▶ **REQUIREMENT A**
For the longevity article below, state whether each statement agrees with it, answering yes or no and quoting the exact words of the article that decide the matter: (i) the book 'How to Live 100 Years' was priced one shilling; (ii) Aunt Lillie lived to the age of 100; (iii) the book recommends a paste of mustard and lemon juice for the common cold.
▶ **REQUIREMENT B**
Write the next part of the longevity article below, picking up after its final sentence about sciatica.

▶ **SOURCE EXTRACT**
+===+
Would you like to live to the ripe old age of 100? Most of us would or, perhaps just be happy to be able to stretch our life span by a few more years.
But despite all of today’s modern medicines, clinical diagnosis and scanning techniques, many will notch up little more than the Biblical three score and ten.
Perhaps, then, the reason that so many can’t manage to achieve a full century – like Queen Elizabeth the Queen Mother, George Burns and Bob Hope – is because of the lifestyles we lead. Our bodies are deprived of sunshine, our food is highly processed and we often over-indulge in food and drink and under-indulge in exercise.
But this is nothing new – the great debate about living healthily has been going on since time immemorial. One little book produced in the early 1900s entitled ‘How to Live 100 Years’ was recently discovered by qualified nutritionist Elizabeth Harfleet when she was sorting out her great aunt Lillie’s possessions.
Aunt Lillie had always carried the book about with her and made notes in it and, amazingly, she managed to live to the age of 103. One picture in the family album shows her on her hundredth birthday in front of a cake and with the local town mayor stood proudly next to her.
The book, priced one shilling (equivalent to 5p today), provided a fascinating variety of cures and remedies, some of which are still relevant today.
Of the common cold it says ‘soak the feet in hot mustard and water, as hot as can be borne. Wipe them dry and retire to bed. Drink freely of an infusion of elderflowers and peppermint.’
For those troubled by freckles the book suggests ‘a paste of mustard and lemon juice applied to the face four nights in succession and washed off in the morning. Alternatively try half a teacup of rain water and two teaspoonfuls of powdered borax and wash the skin twice a day.’
For those suffering from PMT the book states: ‘Ladies who have used the following assert they have never found anything equal to it. Grated horse radish, half a teacupful, good gin, one pint. Half to a tablespoonful three times a day.
Others remedies include:
Sciatica: The Oil of Wintergreen has proved most effective. Dose – five or six drops on sugar before each meal and before retiring at night. It has recently been discovered that Spirits of Turpentine will relieve sciatica in its worst form but should be used cautiously.
+===+
Stored data entries
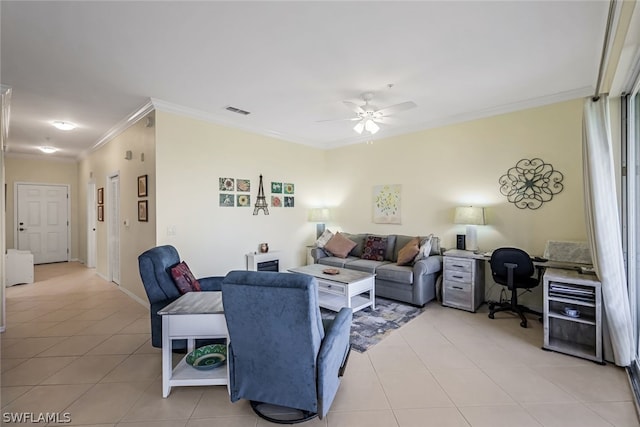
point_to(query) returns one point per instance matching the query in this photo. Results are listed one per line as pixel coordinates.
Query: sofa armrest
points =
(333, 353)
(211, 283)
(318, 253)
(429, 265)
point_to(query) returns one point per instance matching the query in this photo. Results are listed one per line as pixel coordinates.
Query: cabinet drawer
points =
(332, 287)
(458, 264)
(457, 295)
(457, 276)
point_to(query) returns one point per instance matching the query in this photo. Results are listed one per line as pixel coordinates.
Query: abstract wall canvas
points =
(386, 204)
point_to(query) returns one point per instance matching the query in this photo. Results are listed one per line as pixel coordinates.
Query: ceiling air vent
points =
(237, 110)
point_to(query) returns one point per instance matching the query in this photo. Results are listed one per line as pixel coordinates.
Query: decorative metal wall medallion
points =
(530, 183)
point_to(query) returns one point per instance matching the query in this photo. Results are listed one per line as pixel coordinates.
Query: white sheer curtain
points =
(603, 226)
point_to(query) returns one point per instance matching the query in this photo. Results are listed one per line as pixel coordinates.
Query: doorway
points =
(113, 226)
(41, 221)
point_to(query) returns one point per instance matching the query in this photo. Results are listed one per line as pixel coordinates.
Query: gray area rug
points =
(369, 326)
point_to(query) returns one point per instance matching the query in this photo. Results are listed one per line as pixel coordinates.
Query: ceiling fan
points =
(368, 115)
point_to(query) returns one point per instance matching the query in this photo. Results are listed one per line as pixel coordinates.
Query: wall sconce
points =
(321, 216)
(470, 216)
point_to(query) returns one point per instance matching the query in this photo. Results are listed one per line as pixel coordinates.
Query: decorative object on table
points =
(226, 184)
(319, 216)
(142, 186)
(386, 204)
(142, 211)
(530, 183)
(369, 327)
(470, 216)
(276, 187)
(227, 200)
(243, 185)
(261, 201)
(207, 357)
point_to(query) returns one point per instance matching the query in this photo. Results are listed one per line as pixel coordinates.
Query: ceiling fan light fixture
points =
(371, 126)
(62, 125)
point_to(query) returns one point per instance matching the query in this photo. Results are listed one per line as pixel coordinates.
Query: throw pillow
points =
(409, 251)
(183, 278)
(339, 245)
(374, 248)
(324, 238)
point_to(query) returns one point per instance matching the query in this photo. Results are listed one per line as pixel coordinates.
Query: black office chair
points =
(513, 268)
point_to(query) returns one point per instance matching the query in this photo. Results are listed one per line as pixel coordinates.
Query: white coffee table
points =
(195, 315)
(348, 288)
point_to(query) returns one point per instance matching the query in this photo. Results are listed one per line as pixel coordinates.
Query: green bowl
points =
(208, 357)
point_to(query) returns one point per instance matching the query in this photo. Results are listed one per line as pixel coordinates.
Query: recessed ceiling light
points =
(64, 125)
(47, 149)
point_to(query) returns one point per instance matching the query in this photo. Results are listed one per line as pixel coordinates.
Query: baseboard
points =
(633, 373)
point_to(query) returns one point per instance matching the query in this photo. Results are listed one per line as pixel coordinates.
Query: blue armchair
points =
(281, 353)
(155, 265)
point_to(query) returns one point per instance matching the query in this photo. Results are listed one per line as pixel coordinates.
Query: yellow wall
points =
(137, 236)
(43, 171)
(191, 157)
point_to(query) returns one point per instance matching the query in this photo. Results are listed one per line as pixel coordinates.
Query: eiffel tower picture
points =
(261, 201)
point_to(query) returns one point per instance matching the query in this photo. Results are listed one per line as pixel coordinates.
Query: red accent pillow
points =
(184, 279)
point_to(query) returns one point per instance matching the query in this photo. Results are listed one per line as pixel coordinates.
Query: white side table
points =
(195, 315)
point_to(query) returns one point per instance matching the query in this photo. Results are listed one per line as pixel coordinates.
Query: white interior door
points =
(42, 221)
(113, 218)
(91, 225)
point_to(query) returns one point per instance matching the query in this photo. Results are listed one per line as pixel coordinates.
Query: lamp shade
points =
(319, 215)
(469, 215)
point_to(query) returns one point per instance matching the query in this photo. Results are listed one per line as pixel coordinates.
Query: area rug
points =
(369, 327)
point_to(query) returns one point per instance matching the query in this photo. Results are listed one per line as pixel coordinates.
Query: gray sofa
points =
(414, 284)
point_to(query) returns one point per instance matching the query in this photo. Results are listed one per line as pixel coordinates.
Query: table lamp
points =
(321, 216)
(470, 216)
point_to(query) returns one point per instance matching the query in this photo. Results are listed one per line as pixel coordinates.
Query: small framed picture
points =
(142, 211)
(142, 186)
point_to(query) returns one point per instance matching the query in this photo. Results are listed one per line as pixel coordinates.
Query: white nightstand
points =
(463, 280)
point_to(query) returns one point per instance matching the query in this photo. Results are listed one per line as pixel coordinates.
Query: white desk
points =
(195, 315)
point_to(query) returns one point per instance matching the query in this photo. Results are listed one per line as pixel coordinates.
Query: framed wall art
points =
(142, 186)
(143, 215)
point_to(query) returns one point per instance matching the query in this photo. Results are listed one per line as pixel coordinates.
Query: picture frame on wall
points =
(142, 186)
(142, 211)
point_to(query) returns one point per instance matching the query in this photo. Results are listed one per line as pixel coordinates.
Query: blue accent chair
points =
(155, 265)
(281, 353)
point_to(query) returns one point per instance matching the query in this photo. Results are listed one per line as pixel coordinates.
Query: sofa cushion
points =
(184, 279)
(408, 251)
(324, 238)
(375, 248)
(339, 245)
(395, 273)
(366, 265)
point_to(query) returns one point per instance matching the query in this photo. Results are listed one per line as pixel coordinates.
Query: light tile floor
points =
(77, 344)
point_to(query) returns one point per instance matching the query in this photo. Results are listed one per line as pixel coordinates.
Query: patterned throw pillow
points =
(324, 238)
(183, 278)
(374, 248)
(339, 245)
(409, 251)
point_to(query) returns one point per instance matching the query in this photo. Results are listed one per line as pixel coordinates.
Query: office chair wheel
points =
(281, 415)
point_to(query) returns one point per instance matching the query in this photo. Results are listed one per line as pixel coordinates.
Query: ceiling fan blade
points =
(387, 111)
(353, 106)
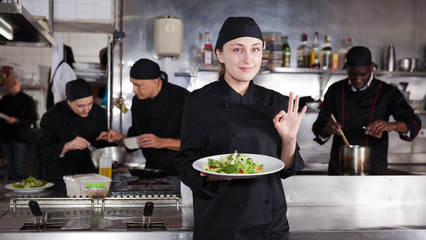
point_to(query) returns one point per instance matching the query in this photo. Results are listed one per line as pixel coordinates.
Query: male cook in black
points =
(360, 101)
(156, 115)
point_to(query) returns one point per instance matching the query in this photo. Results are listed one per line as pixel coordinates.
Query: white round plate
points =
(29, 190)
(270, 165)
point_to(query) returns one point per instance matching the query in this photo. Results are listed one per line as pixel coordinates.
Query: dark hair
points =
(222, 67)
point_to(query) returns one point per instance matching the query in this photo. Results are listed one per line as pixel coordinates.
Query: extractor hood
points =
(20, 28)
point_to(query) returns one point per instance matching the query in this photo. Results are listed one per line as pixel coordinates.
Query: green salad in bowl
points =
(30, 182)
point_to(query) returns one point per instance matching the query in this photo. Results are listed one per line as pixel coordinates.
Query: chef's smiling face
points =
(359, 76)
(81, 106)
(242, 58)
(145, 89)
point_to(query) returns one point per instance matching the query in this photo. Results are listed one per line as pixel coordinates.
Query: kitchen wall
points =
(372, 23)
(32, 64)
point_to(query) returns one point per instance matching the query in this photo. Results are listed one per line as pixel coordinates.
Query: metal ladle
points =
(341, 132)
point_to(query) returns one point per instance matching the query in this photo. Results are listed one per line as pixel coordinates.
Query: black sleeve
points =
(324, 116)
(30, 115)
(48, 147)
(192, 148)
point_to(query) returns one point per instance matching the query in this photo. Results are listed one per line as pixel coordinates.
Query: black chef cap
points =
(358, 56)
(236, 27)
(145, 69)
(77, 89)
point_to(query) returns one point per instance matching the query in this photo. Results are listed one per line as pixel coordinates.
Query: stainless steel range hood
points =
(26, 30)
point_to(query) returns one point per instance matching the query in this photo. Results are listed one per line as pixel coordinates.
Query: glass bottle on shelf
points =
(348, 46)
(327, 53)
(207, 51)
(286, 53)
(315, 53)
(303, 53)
+===+
▶ **TASK RESPONSE A**
(i) Yes: "The book, priced one shilling (equivalent to 5p today)".
(ii) No: "she managed to live to the age of 103".
(iii) No: "For those troubled by freckles the book suggests ‘a paste of mustard and lemon juice applied to the face four nights in succession".

▶ **TASK RESPONSE B**
Measles : Keep the child in bed on a light diet and get one packet of saffron and half an ounce of hyssop. Infuse with one pint of boiling water, sweeten with honey or black treacle and give one dessert spoonful every two hours.
Jaundice: Fringe Tree Bark is the most effective in this complaint. After taking this a few days, a gentleman writes: ‘In a few days my appetite began to improve and my skin very rapidly cleared and in some ten days my jaundice was gone.’
Boils, bunions and carbuncles: treat with slippery elm.
Nose bleeds: This is an alarming symptom but not always dangerous. A good remedy is simply to raise the person’s arms.
Nervous headaches: Apply hot water to the temples and back of the neck.
Elizabeth Harfleet, 46, who is a qualified nutritionist and lives in Manchester, England, said: I was only a girl when great aunt Lillie was alive, although I do remember going to her hundredth birthday party.
“You have to remember that in her youth there was no National Health Service and it would have cost money to get the doctor. She was surrounded by nature so it isn’t surprising that she turned to natural cures.”
She added: “You can’t argue with the fact that she lived to 103, particularly given that she was diagnosed with breast cancer in a time when very little was known about the disease.”
Aunt Lillie did, however enjoy the occasional treat – right up to the end of her life she would ask staff at her nursing home to take up a slice of apple pie and cheese to her room at midnight. That, at least, seems to prove the theory: a little of what you fancy does you good.